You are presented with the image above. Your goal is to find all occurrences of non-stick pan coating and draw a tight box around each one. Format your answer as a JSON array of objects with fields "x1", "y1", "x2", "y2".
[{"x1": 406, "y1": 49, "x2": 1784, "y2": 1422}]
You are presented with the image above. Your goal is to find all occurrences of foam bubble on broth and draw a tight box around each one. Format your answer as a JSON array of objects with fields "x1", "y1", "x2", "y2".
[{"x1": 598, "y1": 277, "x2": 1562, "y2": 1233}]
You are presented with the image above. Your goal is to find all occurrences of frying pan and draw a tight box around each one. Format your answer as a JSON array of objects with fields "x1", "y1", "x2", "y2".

→ **Directions for this task**: Nothing in the records above may be left out; repeat them exactly.

→ **Solution below**:
You are presented with the image above. Your goal is to find all occurrences of non-stick pan coating and draw a tight box around each one. Format your answer as a JSON array of objects with fields "x1", "y1", "x2", "y2".
[{"x1": 406, "y1": 49, "x2": 1784, "y2": 1422}]
You are presented with the image above. Your goal is to find all occurrences of foam bubble on broth and draw a tight box around each one. Format your answer as a JSON array of objects with fields "x1", "y1", "x2", "y2".
[{"x1": 598, "y1": 277, "x2": 1562, "y2": 1233}]
You are presented with the image above. Your goal is to find all occurrences of frying pan and draw a tight box around each one. Format your answer as a JSON array of objects with fields "x1", "y1", "x2", "y2".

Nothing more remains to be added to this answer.